● **Task**:
Reproduce every entry exactly and leave its pictures out.

Dataset entries:
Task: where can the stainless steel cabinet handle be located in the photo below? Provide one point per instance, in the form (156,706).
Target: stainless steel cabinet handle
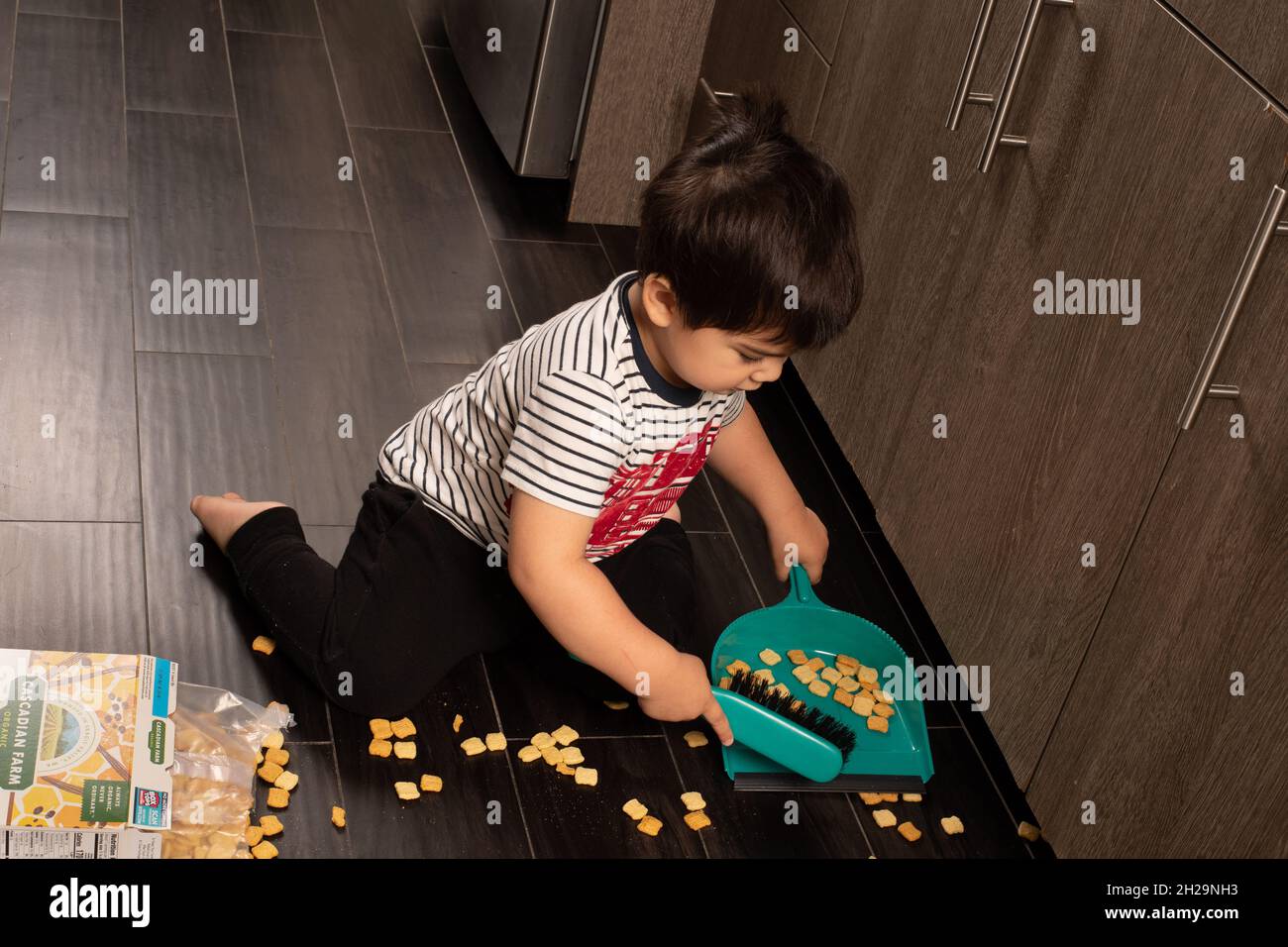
(1013,80)
(712,95)
(977,43)
(1267,227)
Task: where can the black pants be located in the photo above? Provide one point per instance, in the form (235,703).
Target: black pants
(412,596)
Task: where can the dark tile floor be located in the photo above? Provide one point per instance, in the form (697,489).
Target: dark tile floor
(224,162)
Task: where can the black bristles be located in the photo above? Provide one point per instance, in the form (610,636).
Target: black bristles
(811,719)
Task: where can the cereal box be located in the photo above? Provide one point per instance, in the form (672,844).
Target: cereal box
(85,745)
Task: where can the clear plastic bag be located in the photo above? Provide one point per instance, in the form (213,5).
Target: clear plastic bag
(218,736)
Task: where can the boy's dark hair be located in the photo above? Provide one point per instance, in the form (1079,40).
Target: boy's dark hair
(743,211)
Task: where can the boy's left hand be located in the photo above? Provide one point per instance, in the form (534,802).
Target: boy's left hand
(803,527)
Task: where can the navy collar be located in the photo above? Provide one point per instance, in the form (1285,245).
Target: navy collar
(684,397)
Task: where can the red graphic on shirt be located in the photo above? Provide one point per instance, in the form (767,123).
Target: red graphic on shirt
(638,496)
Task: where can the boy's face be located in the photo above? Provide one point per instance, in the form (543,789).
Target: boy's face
(709,360)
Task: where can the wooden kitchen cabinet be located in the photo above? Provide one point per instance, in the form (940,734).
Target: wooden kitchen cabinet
(1175,764)
(1252,33)
(746,44)
(1059,427)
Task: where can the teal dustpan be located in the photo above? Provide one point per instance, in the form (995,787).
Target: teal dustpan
(773,753)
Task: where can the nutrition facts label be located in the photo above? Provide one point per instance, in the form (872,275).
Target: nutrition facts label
(78,843)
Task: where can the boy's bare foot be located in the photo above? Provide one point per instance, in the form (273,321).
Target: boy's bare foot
(223,515)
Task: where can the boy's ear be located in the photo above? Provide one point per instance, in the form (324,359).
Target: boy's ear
(660,302)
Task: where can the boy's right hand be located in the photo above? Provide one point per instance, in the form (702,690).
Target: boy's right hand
(683,692)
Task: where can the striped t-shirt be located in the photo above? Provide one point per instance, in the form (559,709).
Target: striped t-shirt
(571,412)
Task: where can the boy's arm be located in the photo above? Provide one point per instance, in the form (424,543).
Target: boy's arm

● **Task response**:
Task: where can the stainless steel cabinet handle be located in the photo below? Provide one point per instance, in the form (156,706).
Target: stainless steel cabinet handle
(1013,80)
(712,95)
(977,43)
(1267,227)
Task: where can the black pants be located in the photo above? Provide one point per instance, in the form (235,703).
Target: black pants
(412,596)
Task: where can the dark tile floor be located in the photo above? Provide one point per instance, in the form (697,489).
Target: dark tile floor
(224,162)
Task: where can the black bristles be located in the photo above? Provide one point per instance, in the form (610,636).
Target: black bristles
(811,719)
Task: where can the cereal box be located in the photo above? Provide one point per instance, in the form (672,844).
Target: cereal box
(85,745)
Task: where can the clear plastic bag be located in the photo above? Provide one point per instance, in the form (213,5).
Target: clear plastic bag
(218,736)
Task: where can the boy's dark hair be located in the photo above? Provide one point per instance, in the form (1079,40).
Target: boy's dark hair
(743,211)
Task: where can the boy's left hand be located in the photo above? Provide one point per instance, in the form (534,802).
Target: boy's left hand
(803,527)
Task: where can the navy collar be located in the photo above? Provide one point per instance, in the form (1285,245).
Target: navy collar
(684,397)
Task: where can the red graphic on shirt be located in the photo above? Provide one point per instance, in the form (767,123).
Target: red graphic on shirt
(638,496)
Task: where can the boy's face be located in the photo above? Provide one point per instance, in the form (543,789).
Target: boy's face
(709,360)
Task: where can the wooden kitchen cabinet be located in the photo above? Provide one point per instance, in the form (940,734).
Target: wooden kitchen cabinet
(1175,764)
(1252,33)
(746,44)
(1059,427)
Task: where can the teal dustpan be located in the photo above? Provide one point per instance, in the form (995,787).
Target: teal dustpan
(773,753)
Task: where can the nutrition facts label be located in the photo above? Provide one point per instance, in the form (872,275).
Target: nutrition facts label
(78,843)
Task: where can the boy's bare foot be located in the photo above? Provide one point per instance, in the form (273,321).
Target: boy's bare foot
(223,515)
Task: where can the boy's ear be located in the photo above? Provide one point per instance, in the form (324,359).
Target: boy's ear
(660,302)
Task: where can the boy's right hand be located in the photo above? Provide one point per instance, in the form (702,690).
Target: boy's right hand
(683,692)
Task: where can the striped t-shirt be located in the photo above? Provide one point per instance, in the form (559,709).
Target: striped t-shirt
(571,412)
Task: where can the boy's arm be located in the photo above? Provide one point per instance, in the form (424,543).
Target: boy's arm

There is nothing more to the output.